Input:
((
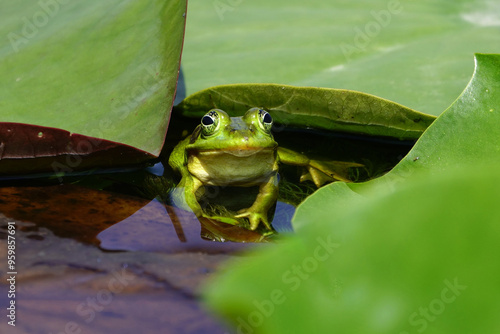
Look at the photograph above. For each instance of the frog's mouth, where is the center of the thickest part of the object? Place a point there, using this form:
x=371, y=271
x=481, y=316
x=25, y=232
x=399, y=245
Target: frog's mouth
x=238, y=152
))
Task goal: Rewrite every line of the material above as a numbered list, skipping blank lines and leaving the pictures out.

Completed task:
1. Look at the photograph above. For each instance of the frog's mouth, where is the center of the thickest part of the object? Place a point there, using this form:
2. x=371, y=271
3. x=481, y=316
4. x=25, y=232
5. x=399, y=245
6. Target: frog's mouth
7. x=238, y=152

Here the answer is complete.